选文 →
南澳掠影
一、缘起
老父极爱田园生活,南湖边的蔬菜地,一种二十多年。我去看时,二百平米大小的地,用竹竿和细木密密围了一圈,地的一角,是四块门板围起的工具屋,整齐放着锄头、木铲和木桶,一把四脚小凳。他说,种地间隙,就在树荫下,读会儿书,听听音乐。没有悠然南山可见,波光潋滟的南湖也是耕者知音罢。
他又是个对世界充满好奇心之人,常有动人之举。家门口新开了一路公共汽车,他随心就坐了上去,选个靠窗的位子,一站站看过去,直至终点。
今年,老父已届耄耋,我问他愿望,他说澳洲。游了澳洲,地球东西南北,他便算跑遍了。

提取材料 →
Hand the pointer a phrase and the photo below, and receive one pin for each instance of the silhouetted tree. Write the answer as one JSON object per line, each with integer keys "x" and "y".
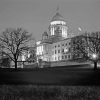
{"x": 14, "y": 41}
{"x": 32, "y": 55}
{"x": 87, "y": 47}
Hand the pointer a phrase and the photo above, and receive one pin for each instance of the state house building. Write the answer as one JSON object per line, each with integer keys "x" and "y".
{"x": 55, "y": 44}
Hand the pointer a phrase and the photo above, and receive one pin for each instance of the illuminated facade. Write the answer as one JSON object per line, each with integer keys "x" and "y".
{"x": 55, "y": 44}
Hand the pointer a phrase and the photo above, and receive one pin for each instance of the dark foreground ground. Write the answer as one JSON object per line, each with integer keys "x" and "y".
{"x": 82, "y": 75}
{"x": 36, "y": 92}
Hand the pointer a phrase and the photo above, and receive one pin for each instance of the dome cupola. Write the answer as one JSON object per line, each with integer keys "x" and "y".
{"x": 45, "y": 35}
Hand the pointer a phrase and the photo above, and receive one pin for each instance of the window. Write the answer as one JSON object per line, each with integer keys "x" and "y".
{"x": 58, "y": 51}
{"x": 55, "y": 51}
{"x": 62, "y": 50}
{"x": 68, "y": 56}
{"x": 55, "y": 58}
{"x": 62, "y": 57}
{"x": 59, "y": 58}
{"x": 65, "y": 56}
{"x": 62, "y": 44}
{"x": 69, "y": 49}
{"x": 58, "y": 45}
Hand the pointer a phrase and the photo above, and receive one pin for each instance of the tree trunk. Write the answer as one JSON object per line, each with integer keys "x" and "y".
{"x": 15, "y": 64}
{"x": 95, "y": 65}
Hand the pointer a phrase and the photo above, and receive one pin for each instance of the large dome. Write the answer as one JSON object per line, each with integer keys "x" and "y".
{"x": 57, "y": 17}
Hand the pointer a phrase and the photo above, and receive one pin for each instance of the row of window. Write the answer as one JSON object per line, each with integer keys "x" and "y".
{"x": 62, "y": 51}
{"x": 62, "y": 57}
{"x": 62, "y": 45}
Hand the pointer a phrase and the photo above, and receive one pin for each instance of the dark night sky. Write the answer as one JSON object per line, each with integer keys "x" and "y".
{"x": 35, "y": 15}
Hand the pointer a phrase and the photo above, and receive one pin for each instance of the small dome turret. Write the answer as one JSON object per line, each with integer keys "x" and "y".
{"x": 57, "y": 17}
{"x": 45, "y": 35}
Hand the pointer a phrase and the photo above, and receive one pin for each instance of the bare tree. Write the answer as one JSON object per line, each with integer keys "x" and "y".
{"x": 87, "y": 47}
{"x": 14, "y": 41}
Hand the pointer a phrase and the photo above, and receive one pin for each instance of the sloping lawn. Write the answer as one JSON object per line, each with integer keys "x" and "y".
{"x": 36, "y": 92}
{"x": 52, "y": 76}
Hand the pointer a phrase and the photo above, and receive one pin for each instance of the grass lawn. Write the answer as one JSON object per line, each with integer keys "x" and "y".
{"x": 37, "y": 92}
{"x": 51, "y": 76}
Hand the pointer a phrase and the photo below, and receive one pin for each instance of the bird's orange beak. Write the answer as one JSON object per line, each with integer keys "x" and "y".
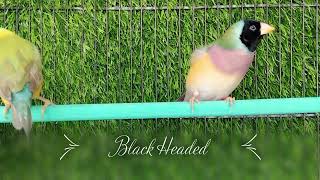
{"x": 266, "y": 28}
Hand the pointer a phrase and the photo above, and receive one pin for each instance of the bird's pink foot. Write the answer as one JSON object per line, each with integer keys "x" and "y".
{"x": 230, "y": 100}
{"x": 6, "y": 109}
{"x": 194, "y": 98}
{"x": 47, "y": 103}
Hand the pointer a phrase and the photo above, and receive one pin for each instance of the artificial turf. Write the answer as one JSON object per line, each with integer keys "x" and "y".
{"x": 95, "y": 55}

...

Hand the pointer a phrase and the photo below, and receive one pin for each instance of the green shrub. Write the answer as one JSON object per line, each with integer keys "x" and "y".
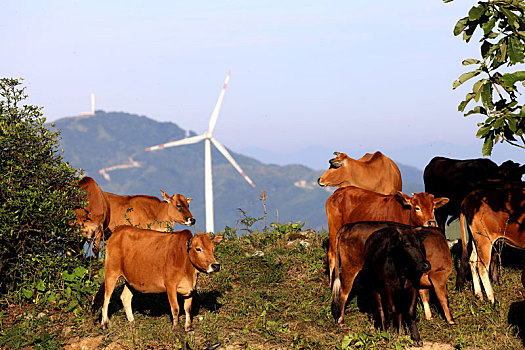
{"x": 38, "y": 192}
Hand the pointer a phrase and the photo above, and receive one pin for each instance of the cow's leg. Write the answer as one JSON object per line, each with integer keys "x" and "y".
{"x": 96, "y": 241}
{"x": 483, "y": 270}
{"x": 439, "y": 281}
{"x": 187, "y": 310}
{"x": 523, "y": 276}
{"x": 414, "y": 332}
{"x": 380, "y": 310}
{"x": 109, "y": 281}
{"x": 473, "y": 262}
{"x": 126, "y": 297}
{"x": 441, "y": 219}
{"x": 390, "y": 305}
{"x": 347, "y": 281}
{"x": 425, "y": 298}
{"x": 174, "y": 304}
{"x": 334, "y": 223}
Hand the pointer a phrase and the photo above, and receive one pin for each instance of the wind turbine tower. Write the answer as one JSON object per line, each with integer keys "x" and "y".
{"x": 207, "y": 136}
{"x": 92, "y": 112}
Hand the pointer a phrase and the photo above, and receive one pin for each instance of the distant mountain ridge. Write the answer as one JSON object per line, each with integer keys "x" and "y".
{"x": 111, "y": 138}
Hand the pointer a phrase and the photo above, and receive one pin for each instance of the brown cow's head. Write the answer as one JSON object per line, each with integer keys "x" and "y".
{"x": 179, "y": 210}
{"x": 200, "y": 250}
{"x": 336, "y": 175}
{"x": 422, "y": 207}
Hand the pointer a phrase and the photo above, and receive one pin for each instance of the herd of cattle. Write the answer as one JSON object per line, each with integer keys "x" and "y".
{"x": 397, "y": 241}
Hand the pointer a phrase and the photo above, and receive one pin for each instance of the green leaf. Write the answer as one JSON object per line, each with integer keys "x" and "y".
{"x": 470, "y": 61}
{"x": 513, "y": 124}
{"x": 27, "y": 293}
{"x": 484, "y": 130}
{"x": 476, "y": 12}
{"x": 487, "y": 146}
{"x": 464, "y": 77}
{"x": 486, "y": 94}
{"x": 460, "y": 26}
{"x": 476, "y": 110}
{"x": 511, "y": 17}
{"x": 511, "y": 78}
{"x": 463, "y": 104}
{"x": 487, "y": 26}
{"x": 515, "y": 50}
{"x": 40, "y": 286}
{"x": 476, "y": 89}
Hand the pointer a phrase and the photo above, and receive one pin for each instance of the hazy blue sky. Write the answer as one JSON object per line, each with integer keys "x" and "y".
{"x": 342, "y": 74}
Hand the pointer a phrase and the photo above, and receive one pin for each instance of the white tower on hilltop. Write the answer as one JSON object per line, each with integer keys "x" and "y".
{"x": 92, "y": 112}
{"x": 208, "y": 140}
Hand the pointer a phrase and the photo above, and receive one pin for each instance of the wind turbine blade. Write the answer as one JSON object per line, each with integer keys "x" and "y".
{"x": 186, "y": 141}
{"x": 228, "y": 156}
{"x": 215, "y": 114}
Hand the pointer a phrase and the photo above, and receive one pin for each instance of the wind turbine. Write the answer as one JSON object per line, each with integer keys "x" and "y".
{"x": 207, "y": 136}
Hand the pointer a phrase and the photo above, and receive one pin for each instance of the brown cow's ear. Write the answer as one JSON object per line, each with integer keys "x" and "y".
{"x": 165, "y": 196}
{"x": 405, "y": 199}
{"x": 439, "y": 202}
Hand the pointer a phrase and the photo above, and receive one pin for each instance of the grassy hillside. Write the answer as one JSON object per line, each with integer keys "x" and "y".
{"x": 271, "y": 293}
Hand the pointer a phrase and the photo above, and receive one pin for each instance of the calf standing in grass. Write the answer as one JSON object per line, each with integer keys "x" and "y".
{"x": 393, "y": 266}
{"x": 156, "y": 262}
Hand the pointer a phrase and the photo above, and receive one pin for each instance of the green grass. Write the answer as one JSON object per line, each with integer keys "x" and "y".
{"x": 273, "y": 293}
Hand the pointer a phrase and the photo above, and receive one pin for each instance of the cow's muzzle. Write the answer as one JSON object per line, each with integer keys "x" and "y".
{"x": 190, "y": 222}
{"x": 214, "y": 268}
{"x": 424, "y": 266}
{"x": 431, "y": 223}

练习题目 1 →
《南澳掠影》一文中,父亲为什么把去澳洲当作自己的愿望?请用一两句话回答。
练习题目 2 →
请从《南澳掠影》一文最后一句之后接着往下写。

参考答案 1 →
因为父亲说,游了澳洲,地球的东西南北他便算跑遍了。

参考答案 2 →
于是,有了新春澳洲行。
二、天气
我们抵达墨尔本,已晚八点,天仍大亮,说是夏天,一阵风来,透骨地凉。披上轻羽绒,才暖和过来。
这一路,知冷知热的中国人,一直在和阴晴不定的南澳天气作斗争,在四季间转换。晨起春装,晌午有太阳,单衣亦觉热,有风有雨,还得咬牙抗冻,晚上则多数需着薄冬衣。往往是,微风细雨里,我们打着寒颤,眼睁睁看西人一身短打若无其事从身边淡定健步走过;阳光微照的海滩上,西人着比基尼,悠然躺着享受似有若无的太阳浴,而我们却在习习凉风里,拉紧衣衫。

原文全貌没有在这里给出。